BEGIN Information given

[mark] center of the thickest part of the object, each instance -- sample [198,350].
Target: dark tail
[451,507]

END Information given
BEGIN Information given

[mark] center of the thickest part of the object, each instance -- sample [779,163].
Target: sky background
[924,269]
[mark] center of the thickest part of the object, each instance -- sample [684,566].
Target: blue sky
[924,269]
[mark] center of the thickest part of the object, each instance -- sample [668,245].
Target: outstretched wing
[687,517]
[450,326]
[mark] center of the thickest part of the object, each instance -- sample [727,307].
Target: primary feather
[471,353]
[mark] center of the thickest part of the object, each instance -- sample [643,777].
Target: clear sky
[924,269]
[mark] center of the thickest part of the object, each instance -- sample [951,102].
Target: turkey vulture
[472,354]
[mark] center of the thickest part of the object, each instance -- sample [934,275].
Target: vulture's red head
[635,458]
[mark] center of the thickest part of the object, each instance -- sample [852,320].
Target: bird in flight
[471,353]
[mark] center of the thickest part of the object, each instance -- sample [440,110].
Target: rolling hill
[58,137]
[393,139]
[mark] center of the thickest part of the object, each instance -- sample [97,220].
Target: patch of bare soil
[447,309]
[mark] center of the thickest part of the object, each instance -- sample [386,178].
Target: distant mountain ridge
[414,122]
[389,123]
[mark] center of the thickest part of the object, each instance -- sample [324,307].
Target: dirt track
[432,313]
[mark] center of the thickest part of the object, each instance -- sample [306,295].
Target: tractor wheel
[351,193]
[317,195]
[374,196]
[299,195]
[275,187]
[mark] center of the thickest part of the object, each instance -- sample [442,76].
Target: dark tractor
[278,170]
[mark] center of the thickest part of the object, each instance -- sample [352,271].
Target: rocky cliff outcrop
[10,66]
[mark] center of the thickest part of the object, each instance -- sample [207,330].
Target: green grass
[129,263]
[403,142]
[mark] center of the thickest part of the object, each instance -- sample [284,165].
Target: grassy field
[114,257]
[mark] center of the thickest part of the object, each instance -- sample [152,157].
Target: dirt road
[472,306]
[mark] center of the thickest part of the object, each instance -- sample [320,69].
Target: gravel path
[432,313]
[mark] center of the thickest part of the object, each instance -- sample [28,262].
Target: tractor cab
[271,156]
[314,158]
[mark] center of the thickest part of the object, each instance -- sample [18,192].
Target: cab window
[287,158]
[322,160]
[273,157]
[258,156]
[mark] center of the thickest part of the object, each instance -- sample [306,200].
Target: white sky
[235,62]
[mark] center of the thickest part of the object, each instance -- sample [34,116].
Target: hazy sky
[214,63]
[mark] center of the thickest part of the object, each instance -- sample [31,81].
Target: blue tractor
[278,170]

END Information given

▶ _What the task asks_
When the line with "-- sample [668,245]." is reached in the data above, start copying there, and copy each line exactly until the line with "-- sample [440,110]." has been copied; copy nothing else.

▶ _Answer to the exercise_
[mark] center of the thickest part of the object, each instance -- sample [668,245].
Target: outstretched wing
[687,517]
[450,326]
[mark] center of the thickest part of the object, each instance -- sample [727,307].
Target: primary feather
[471,353]
[mark] center of the thickest part of the object, each instance -- sample [643,777].
Target: clear sky
[924,269]
[mark] center of the thickest part of the object, each instance -- sample [951,102].
Target: turkey vulture
[472,354]
[mark] center of the thickest part of the object, each instance -- sample [934,275].
Target: vulture's red head
[635,458]
[mark] center of the thickest part of the object, each instance -- sample [852,320].
Target: bird in flight
[471,353]
[mark] center of the thickest part of the object, each instance -- sample [440,110].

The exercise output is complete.